*Consegne:*
A – Secondo il testo sulla bellezza, a chi era rivolta la prima lezione di Gallo?
B – Per ciascuna affermazione indica se concorda con il testo sulla bellezza, rispondendo sì o no e citando le parole decisive del testo: (i) la lezione di Gallo era destinata a studenti universitari; (ii) secondo lo studioso, la filosofia e la storia dell'arte da sole non sono più sufficienti; (iii) il testo sostiene che le risposte contano più delle domande.

La prima lezione sulla bellezza, quella di Gallo rivolta agli studenti dell’ultimo anno delle superiori, che venerdì 20 settembre ha aperto il festival sulla bellezza a Modena, ha colto questa prima difficoltà di approccio al tema bellezza.
Oggi è quasi impossibile, ha detto lo studioso, avere un punto di vista sull’arte senza che dietro ci sia un pannello di discipline. La filosofia, la storia dell’arte, da sole non sono più sufficienti, l’approccio multidisciplinare appare una necessità. Questa necessità, a mio parere, risulta giustificata soprattutto dalla complessità degli apparati, dalla confluenza dei linguaggi mediatici, dalla commistione dei segni, dall’incrocio di pratiche alte e basse.


I passi citati in apertura si prestano ad introdurre, non solo “suggestivamente,” la molteplicità dei temi e le inevitabili aporie che si presentano quando ci ritroviamo ad affrontare, dal punto di vista filosofico, un discorso sulla bellezza.
Fortunatamente le domande contano più delle risposte. La filosofia ha la sua identità originaria proprio nell’ arte dell’interrogarsi.

Ma la bellezza è definibile oggi in maniera unitaria? E ha senso chiedersi che cosa essa sia e tentar l’essenza? Come si modifica la sua idea nella cultura occidentale? Quando l’idea di bellezza, che nella cultura greca rimanda a ciò che è finito, limitato (finitezza, simmetria e proporzione) comincia a legarsi a ciò che è infinito, vago e indistinto? La bellezza è un’idea, un sentimento o una passione? E’ disinteressata o vitalizzante ? Il giudizio di gusto ha a che fare con un bello universale o ha carattere soggettivo? E’ possibile parlare di bellezza disarmonica? Il bello è immanente o trascendente? Può dirsi bella la guerra? Bello, Vero e Bene sono ancora collegati in qualche modo come nella cultura greca e nella Scolastica? Il bello è un a priori o dipende dalla storia, dai canoni e dalle tradizioni? E’ possibile oggi ritrovare un legame tra estetica ed etica e cercare attraverso il bello un mondo più giusto? Possiamo chiamare bella la vita cristiana?

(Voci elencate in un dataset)

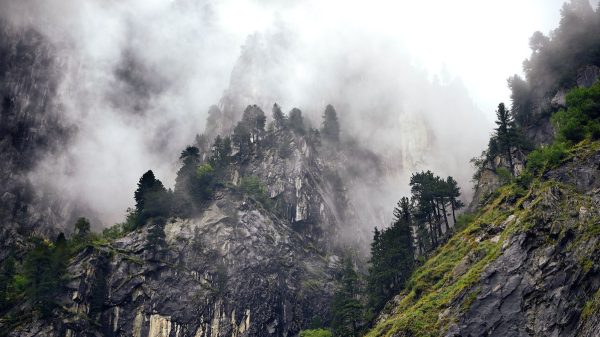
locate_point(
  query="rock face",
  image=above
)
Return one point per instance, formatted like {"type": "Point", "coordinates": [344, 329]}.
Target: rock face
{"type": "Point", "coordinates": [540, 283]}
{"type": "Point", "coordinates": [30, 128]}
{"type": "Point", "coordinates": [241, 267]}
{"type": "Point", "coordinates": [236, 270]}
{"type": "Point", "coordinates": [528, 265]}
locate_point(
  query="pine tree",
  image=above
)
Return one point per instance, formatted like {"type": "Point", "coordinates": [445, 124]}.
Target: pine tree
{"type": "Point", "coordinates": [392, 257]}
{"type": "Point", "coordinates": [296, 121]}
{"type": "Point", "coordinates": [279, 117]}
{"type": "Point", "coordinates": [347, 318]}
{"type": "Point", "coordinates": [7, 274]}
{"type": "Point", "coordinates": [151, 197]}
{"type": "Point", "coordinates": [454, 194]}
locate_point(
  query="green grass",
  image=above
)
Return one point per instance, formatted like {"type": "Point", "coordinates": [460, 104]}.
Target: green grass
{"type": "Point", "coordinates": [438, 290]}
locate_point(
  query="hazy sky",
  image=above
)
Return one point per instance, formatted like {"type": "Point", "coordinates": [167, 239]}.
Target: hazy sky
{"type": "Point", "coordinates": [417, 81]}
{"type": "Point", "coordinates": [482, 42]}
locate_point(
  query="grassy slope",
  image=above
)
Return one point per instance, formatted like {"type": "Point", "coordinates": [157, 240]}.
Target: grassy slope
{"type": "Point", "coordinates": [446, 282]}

*Soluzioni:*
A – Agli studenti dell'ultimo anno delle superiori.

B –
(i) No: "rivolta agli studenti dell’ultimo anno delle superiori".
(ii) Sì: "La filosofia, la storia dell’arte, da sole non sono più sufficienti".
(iii) No: "Fortunatamente le domande contano più delle risposte."